### TASK BRIEF
Set down each record below precisely, skipping the pictures.

Point-based annotation data:
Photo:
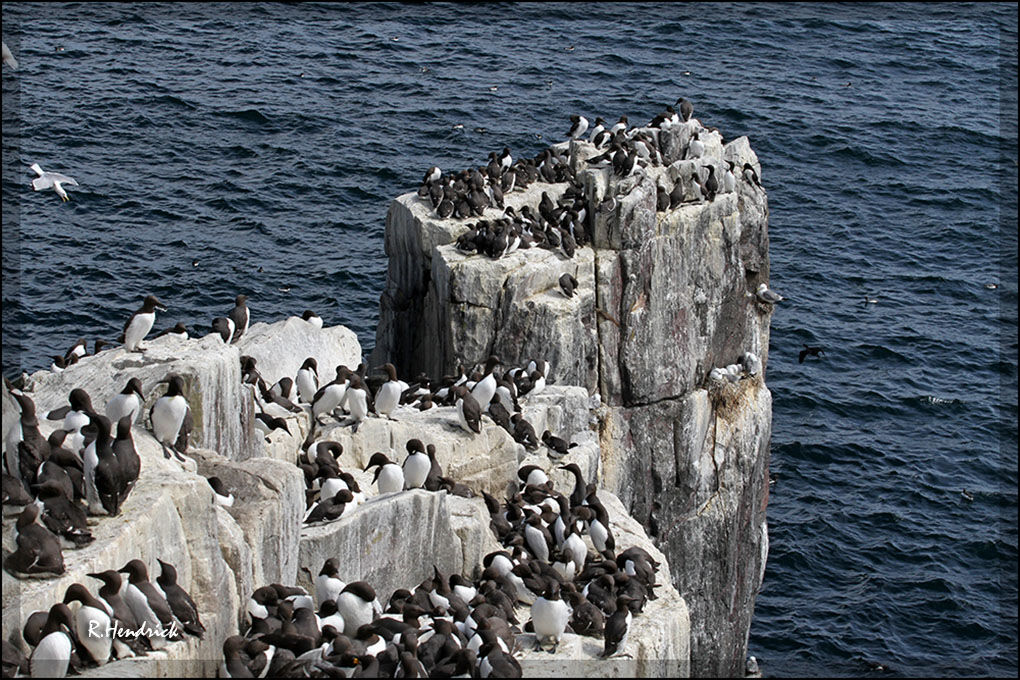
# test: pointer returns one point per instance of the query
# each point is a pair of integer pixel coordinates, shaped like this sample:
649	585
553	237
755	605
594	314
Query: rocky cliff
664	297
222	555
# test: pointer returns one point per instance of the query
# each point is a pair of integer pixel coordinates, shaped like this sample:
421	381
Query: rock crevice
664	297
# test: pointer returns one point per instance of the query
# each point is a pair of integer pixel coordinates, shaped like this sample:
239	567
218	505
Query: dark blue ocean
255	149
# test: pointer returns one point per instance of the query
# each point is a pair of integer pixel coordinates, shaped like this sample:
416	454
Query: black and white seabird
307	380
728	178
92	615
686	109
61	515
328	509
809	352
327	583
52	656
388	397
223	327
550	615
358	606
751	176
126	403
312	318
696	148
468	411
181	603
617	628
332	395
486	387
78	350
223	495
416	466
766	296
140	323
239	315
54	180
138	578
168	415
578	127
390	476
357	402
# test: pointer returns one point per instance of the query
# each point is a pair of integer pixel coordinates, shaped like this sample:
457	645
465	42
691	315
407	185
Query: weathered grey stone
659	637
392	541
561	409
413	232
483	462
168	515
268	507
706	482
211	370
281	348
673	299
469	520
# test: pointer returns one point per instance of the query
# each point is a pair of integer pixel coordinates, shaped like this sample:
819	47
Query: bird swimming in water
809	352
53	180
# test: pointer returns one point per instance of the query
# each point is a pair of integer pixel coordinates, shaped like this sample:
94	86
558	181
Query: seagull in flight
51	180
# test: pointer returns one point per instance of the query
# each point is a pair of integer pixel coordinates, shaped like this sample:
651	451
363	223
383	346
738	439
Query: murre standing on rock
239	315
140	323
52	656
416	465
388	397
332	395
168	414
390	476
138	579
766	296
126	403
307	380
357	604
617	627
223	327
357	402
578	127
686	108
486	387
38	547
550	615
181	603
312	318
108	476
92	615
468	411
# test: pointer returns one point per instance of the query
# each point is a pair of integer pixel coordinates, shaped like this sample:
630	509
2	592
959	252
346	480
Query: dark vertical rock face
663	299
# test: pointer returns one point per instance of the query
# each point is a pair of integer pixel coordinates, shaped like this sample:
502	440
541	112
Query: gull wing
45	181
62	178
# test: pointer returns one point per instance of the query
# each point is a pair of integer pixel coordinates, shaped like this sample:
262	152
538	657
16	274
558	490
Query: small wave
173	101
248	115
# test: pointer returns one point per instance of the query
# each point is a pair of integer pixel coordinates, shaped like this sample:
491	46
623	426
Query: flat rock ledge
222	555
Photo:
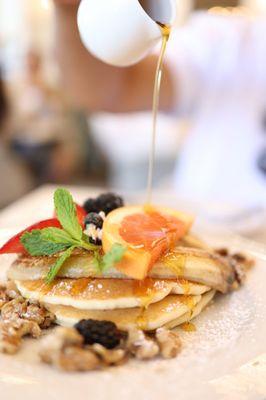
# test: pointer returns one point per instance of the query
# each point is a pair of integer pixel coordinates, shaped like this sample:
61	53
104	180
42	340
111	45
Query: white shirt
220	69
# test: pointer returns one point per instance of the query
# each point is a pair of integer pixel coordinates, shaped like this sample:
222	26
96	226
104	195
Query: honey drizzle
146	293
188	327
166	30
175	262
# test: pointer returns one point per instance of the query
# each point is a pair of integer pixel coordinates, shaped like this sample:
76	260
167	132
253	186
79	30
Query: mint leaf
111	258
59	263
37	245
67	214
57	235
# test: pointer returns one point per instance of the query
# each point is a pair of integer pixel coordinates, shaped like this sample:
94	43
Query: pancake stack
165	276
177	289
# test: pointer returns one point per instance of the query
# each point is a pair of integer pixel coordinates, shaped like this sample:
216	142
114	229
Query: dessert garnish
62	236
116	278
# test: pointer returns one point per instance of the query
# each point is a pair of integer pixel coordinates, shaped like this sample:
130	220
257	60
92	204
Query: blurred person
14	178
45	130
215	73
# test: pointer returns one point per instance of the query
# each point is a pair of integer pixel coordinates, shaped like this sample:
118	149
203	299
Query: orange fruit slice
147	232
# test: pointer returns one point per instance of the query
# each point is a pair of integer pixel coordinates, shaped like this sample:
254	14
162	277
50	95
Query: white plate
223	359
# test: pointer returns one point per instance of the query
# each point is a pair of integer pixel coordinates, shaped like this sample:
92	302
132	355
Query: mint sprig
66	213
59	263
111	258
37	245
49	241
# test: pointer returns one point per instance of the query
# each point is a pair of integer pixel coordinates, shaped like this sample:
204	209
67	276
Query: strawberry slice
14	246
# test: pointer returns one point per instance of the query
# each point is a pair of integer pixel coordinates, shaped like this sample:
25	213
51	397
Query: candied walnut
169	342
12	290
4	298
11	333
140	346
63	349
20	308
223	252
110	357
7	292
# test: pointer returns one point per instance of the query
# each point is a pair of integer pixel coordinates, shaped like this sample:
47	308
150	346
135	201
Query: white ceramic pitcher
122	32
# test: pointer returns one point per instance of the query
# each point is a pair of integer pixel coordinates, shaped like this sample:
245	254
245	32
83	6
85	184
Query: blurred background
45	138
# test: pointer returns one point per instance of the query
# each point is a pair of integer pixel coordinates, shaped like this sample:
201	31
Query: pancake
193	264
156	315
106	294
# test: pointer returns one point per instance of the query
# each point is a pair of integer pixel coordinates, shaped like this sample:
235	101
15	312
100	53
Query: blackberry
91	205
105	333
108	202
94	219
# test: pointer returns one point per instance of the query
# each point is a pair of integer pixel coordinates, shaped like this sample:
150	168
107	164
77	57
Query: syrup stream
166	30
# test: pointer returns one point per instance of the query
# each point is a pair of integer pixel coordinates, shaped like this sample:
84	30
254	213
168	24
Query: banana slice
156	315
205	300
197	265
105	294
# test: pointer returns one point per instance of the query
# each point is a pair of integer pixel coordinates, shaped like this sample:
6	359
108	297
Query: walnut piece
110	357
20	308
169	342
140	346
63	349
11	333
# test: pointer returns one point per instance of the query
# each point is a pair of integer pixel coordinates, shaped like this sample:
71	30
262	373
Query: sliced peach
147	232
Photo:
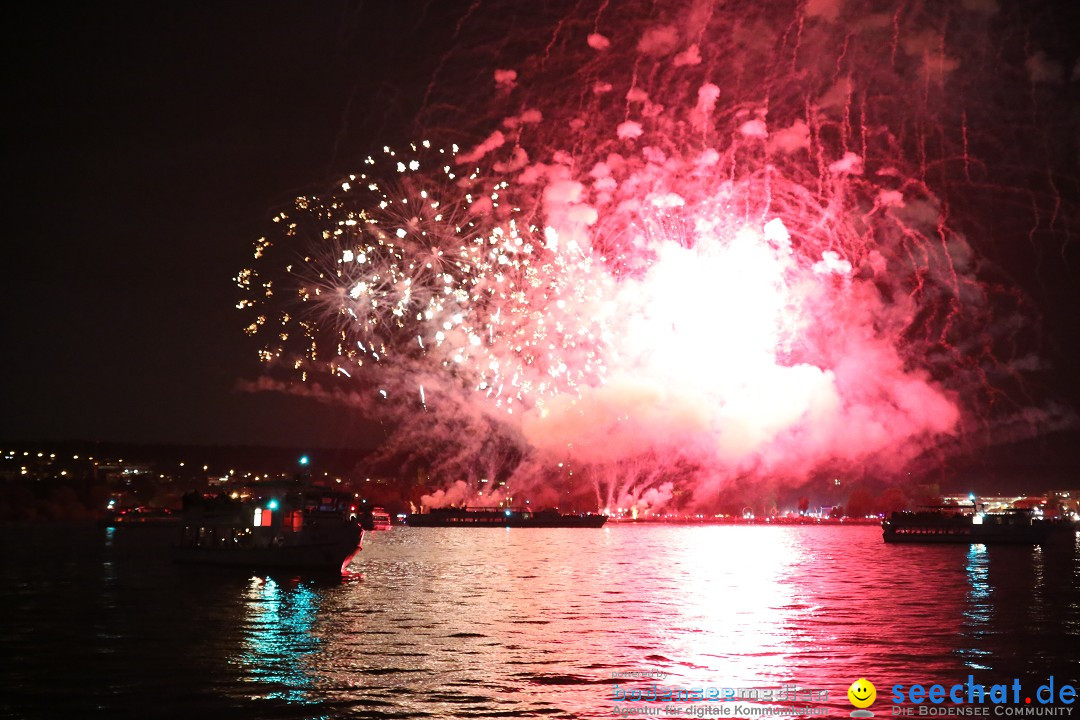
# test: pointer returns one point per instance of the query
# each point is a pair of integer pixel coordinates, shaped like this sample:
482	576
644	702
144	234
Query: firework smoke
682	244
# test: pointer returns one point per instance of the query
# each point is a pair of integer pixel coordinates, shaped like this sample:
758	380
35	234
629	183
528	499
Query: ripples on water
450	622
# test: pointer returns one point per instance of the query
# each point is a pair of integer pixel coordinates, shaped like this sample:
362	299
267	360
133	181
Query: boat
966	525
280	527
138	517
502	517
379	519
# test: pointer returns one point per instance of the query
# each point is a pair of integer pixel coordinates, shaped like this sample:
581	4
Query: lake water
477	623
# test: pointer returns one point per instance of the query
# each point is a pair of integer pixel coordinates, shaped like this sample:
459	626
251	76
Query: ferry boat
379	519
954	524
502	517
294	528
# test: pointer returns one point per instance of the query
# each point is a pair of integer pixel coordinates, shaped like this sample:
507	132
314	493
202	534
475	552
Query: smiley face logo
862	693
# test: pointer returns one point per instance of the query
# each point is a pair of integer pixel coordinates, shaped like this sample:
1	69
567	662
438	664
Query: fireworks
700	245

### SOLUTION FOR THIS EXERCISE
Photo:
# test: pointer returns one point per instance of the query
# each point is a pair of integer pixel coordinates, shaped like this sample:
649	585
553	237
755	605
594	314
Query: rocky cliff
664	297
222	555
# test: pointer returns one point per instance of the query
# each point is a pair of integer pixel coordinates, shaped like this sample:
421	381
Query: rock crevice
664	297
# test: pointer returns one point per instance of the query
# each point is a pair of integer pixel coordinates, shaped like this sample:
239	567
218	505
Query: dark blue ocean
255	149
# test: pointer returns one point per instance of the query
# each point is a pair of integer pixel coordinates, shaped like this sample:
416	454
Query: black and white seabird
307	380
728	178
92	615
686	109
61	515
328	509
809	352
327	583
52	656
388	397
223	327
550	615
358	606
751	176
126	403
312	318
696	148
468	411
181	603
617	628
332	395
486	387
78	350
223	495
416	466
766	296
140	323
239	315
54	180
138	578
168	415
578	127
390	476
357	402
# test: pointer returns one point per instance of the query
# each point is a pair of integer pixel coordinates, shaped like this sample:
457	645
465	42
691	315
407	185
Query: weathered grey stone
659	637
392	541
561	409
413	232
483	462
168	515
268	507
706	482
211	370
281	348
673	299
469	520
# test: pointer returns one point per instance of the query
# each point is a pair of integer pixel coordinates, shaped like this sample:
819	47
Query: bird swimming in water
809	352
53	180
# test: pointer returns one point per instance of the query
# each point is a pair of integer pixel coordinates, shaped like this sample:
94	86
558	181
Query: seagull in flight
51	180
# test: pointer returns one point per instance of the query
# each point is a pair of integer pixel coordinates, shaped like this sample:
651	451
363	223
383	346
738	439
Query: murre standing on rock
239	315
140	323
52	656
416	465
388	397
332	395
168	414
390	476
138	579
766	296
126	403
307	380
357	604
617	627
223	327
357	402
578	127
686	108
486	387
38	547
550	615
181	603
312	318
108	476
92	615
468	411
# test: pointer returns one point per instance of the query
# each point is a pair of integer pixel coordinates, shaped like this sample:
630	509
2	592
959	252
346	480
Query: dark vertical rock face
663	299
# test: pointer returns one point per instance of the query
# each point is a pair of integer pixel coordinates, shaped like this sample:
502	440
541	112
Query: gull wing
45	181
62	178
# test: pointer returns one point per instance of the query
# each point is a pair of integer pixel coordinates, shaped like this sample:
262	152
538	657
16	274
558	490
Query: small wave
173	101
248	115
# test: pointer returns one point per instance of the query
# each point is a pair of integer pixel coordinates, shaped like this sample:
491	46
623	426
Query: flat rock ledge
222	555
Photo:
# test: pointer returns one point per instance of the query
# each point is a pair of integer pixel coordinates, shaped like this sample:
61	53
104	180
42	340
111	45
Query: white shirt
220	69
# test: pointer returns one point per instance of the query
# each point is a pair of integer pixel coordinates, shaped like this sample:
222	26
96	226
104	195
Query: honey drizzle
146	293
188	327
166	30
175	262
# test: pointer returns one point per instance of the query
# each point is a pair of integer pixel coordinates, shaped like this sample:
76	260
167	132
253	186
79	30
Query: mint leaf
111	258
59	263
37	245
67	214
57	235
# test: pointer returns one point per instance of the query
# each point is a pair of integer pixel coordinates, shaped like this sample:
94	43
Query: pancake stack
165	276
177	289
# test: pointer returns one point per instance of the query
# each point is a pair of integer pixel coordinates, shaped like this sample:
216	142
114	229
Query: dessert garnish
62	236
116	278
# test: pointer returns one point per instance of the query
# each point is a pair of integer pixel coordinates, shaped like this sample:
130	220
257	60
92	204
Query: blurred person
14	178
45	130
215	73
# test: pointer returns one point per instance of the query
# each point is a pair of integer pixel coordinates, shaped like this sample:
118	149
203	299
Query: orange fruit slice
147	232
# test: pointer returns one point per instance of the query
# each point is a pair of integer pixel coordinates, shaped like this sample:
254	14
162	277
50	95
Query: white plate
223	359
# test: pointer returns one point per instance of the query
# each point is a pair of integer pixel coordinates, shaped like this sample:
92	302
132	355
Query: mint sprig
66	213
59	263
111	258
37	245
49	241
# test: pointer returns one point per instance of the query
# each point is a pair of integer pixel coordinates, shaped like this sample:
204	209
67	276
Query: strawberry slice
14	246
# test: pointer returns one point per instance of the query
# each point is a pair of integer pixel coordinates, shaped like this sample:
25	213
51	397
Query: candied walnut
169	342
12	290
4	298
11	333
140	346
63	349
20	308
223	252
110	357
7	292
# test: pointer returns one point per instance of the query
# each point is a pair of integer pixel coordinates, shaped like this sample:
47	308
150	346
135	201
Query: white ceramic pitcher
122	32
# test: pointer returns one point per instance of the query
# each point is a pair of integer pixel coordinates, shaped like this sample:
245	254
245	32
83	6
85	184
Query: blurred background
45	138
# test: pointer returns one point per instance of the query
# each point is a pair of integer pixel coordinates, shaped like this sample:
201	31
Query: pancake
193	264
156	315
106	294
# test: pointer returns one point per instance of the query
# each point is a pair of integer pixel coordinates, shaped like this sample:
235	101
15	312
100	53
Query: blackberry
91	205
105	333
108	202
94	219
# test: pointer returns one point per instance of the query
# each point is a pair of integer pixel coordinates, shaped like this sample:
150	168
107	164
77	57
Query: syrup stream
166	30
# test: pointer returns one point per instance of the query
# each point is a pair of integer pixel coordinates, shaped like this sample:
84	30
254	213
168	24
Query: banana slice
156	315
205	300
197	265
105	294
# test: pointer returns one point per instance of the query
# each point is a pair of integer pixel coordinates, shaped like this sample:
6	359
108	297
Query: walnut piece
110	357
20	308
169	342
140	346
63	349
11	333
# test: pointer returns one point per instance of the query
# each point is a pair of integer pixel coordinates, shaped like this sample:
71	30
262	373
Query: sliced peach
147	232
Photo:
# test: pointer returns one point per instance of the query
# each point is a pair of integer pixel coordinates, shaped like this sample:
482	576
644	702
144	234
Query: firework smoke
682	244
# test: pointer returns one point per instance of the query
# each point is a pair of integer pixel coordinates, shaped like this sample:
758	380
35	234
629	183
528	499
Query: ripples on water
450	622
# test: pointer returns one point per instance of the query
# each point is a pair of integer pixel coordinates, shaped like this sample:
362	299
267	360
133	181
Query: boat
966	525
280	527
138	517
502	517
379	519
# test: pointer returns one point per instance of the query
# each point is a pair of integer pixel coordinates, shaped like this sample:
581	4
Query: lake water
477	623
# test: pointer returns one point per instance of the query
# each point is a pair of integer pixel coordinates, shaped like this sample:
459	626
251	76
Query: ferry boat
379	519
954	524
502	517
294	528
# test: pointer returns one point per instance of the query
# each point is a pair of integer pixel coordinates, shaped like this sample:
507	132
314	493
202	534
475	552
Query: smiley face logo
862	693
# test: pointer returns one point per instance of the query
# each point is a pair of integer pixel coordinates, shaped like this sample:
1	69
567	662
438	664
Query: fireworks
700	245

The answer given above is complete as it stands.